● **WHAT THE TASK REQUIRES**:
State how many of the lines below contain the word "green". Reply with the number alone.

[Entries taken from a dataset]
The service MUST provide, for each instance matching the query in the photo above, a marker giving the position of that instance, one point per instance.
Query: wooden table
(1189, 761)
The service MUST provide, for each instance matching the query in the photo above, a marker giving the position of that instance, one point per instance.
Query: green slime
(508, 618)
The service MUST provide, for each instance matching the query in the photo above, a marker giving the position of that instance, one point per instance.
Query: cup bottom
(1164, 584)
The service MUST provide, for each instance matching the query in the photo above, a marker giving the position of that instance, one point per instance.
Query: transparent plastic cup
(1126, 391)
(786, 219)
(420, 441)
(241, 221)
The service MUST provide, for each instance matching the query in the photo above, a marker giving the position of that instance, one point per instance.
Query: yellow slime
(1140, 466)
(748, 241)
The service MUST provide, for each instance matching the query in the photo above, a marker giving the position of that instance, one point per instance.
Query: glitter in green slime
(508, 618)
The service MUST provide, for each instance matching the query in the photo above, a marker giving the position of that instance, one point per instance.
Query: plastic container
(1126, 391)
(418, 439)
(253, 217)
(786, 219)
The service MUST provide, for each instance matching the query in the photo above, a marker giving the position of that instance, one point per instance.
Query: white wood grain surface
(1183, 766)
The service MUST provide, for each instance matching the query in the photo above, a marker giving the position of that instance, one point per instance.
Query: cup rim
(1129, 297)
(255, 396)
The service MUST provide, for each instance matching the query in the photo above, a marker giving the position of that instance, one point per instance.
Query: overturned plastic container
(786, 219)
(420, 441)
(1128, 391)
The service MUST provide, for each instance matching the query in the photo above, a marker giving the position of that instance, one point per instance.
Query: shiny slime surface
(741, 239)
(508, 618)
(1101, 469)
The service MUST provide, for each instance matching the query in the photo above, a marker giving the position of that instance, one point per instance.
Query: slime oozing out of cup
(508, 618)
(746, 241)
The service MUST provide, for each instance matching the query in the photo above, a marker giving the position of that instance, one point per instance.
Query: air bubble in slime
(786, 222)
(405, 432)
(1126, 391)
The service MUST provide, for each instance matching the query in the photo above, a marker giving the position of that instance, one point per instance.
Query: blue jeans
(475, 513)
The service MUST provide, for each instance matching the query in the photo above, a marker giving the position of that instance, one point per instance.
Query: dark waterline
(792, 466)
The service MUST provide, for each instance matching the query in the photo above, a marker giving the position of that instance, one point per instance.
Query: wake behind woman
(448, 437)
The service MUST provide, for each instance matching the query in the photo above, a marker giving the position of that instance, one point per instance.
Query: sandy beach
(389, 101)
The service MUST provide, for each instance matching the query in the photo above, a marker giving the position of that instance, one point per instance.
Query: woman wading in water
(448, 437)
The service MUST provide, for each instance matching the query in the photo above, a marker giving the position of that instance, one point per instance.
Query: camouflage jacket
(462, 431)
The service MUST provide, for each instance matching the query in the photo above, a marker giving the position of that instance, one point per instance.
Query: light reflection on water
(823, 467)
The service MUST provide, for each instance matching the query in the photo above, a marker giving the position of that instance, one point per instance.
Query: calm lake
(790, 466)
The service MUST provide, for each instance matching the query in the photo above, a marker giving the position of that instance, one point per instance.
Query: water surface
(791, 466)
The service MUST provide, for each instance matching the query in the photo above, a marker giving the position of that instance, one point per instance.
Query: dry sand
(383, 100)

● **TASK RESULT**:
2